=== Given records ===

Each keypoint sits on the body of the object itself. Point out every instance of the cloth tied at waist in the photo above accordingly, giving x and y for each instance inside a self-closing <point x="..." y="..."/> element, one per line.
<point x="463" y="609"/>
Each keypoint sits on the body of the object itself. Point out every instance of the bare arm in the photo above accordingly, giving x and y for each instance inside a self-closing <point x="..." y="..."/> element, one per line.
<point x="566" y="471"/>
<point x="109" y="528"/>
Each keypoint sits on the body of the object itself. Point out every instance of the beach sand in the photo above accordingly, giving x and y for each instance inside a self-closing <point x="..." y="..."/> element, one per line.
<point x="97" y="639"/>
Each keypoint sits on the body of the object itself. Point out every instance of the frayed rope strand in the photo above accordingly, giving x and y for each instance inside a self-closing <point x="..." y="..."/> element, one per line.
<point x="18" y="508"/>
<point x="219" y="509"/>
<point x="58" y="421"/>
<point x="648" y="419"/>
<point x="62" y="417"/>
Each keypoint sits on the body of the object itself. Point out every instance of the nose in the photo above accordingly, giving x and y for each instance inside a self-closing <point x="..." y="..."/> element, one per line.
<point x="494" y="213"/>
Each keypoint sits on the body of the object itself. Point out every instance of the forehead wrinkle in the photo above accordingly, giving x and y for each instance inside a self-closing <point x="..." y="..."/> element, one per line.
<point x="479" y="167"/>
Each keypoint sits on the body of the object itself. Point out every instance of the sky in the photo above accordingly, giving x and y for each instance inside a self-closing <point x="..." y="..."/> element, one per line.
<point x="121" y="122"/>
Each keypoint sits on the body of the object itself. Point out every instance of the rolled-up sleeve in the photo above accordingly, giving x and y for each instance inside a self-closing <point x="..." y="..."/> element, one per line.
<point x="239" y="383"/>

===

Stated exercise: Format every row above as a numbered list, one item per line, leaving out blank lines.

Solution to the problem:
1. Each keypoint sits on the body of the object itself. Point out every instance of the cloth tied at waist in the photo above accordingly, giving x and y for each instance inside a self-closing <point x="..." y="..."/> element, one per line.
2. <point x="463" y="609"/>
3. Each keypoint sits on the body of the object itself. Point out every instance of the bare arm in the photo above accordingly, giving x and y for each instance inside a self-closing <point x="..." y="..."/> element, one per line.
4. <point x="566" y="471"/>
5. <point x="109" y="528"/>
6. Each keypoint sits on the body of the object itself. Point out every instance of the beach sand in the photo above accordingly, giving x and y for each instance inside a self-closing <point x="..." y="..."/> element, one per line.
7. <point x="97" y="639"/>
8. Each keypoint sits on the body of the object itself. Point out every instance of the frayed rope strand in the photo above accordingly, giving x and y for each instance inside a self-closing <point x="..." y="..."/> element, one per line.
9. <point x="18" y="508"/>
10. <point x="219" y="509"/>
11. <point x="58" y="421"/>
12. <point x="648" y="419"/>
13. <point x="62" y="417"/>
14. Each keypoint sits on the body of the object itself. Point out every instance of the nose in the photo above accordingly, giving x and y for each instance inside a self-closing <point x="..." y="..."/> element, one per line.
15. <point x="494" y="213"/>
16. Each keypoint sits on the body of the object itself. Point out every instance of the forehead wrinkle in the photo above accordingly, giving x and y for each instance inside a self-closing <point x="..." y="..."/> element, one per line.
17. <point x="479" y="167"/>
18. Each keypoint sits on the body of the object itself. Point out every instance of the sky in the photo above accordingly, giving x and y for each instance inside a self-closing <point x="..." y="..."/> element, one per line.
19. <point x="121" y="122"/>
20. Each keypoint sits on the body of the object itself. Point out every instance of the rolled-up sleeve in the photo above accordingly, giving x and y for each instance inside a self-closing <point x="..." y="..."/> element, one per line.
21. <point x="239" y="383"/>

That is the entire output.